_Set exercise_
Change "every instance" to "each occurrence" throughout the records and write the lines out again with everything else unchanged. Leave the pictures out of your answer.

_Named object pointing records_

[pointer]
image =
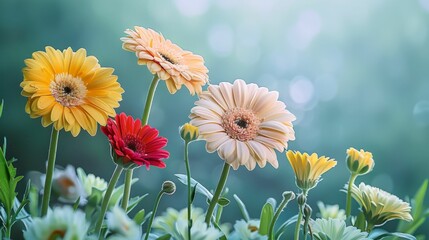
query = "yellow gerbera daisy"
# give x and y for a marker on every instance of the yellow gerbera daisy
(379, 206)
(308, 168)
(70, 90)
(359, 162)
(164, 58)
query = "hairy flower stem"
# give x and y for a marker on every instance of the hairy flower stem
(349, 194)
(106, 199)
(219, 188)
(127, 189)
(145, 119)
(155, 208)
(287, 196)
(188, 175)
(50, 170)
(300, 214)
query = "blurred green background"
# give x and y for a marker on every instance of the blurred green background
(355, 73)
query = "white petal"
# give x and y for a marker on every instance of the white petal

_Solved exercise_
[pointer]
image =
query = "yellow gerbera daisy"
# give x and y for a marker on each occurrence of the yellow gerbera daisy
(379, 206)
(308, 168)
(70, 90)
(359, 162)
(164, 58)
query = "hairy flower stem"
# give x and y for a marker on each occurrence of the hairy flower stem
(349, 194)
(106, 199)
(219, 188)
(127, 189)
(145, 119)
(155, 208)
(287, 196)
(188, 175)
(50, 170)
(300, 214)
query = "blurred green background"
# give x and y for a marker on each occurrence of the blurred green background
(355, 73)
query = "white petal"
# give x and y for a marker on each occurrence of the white petal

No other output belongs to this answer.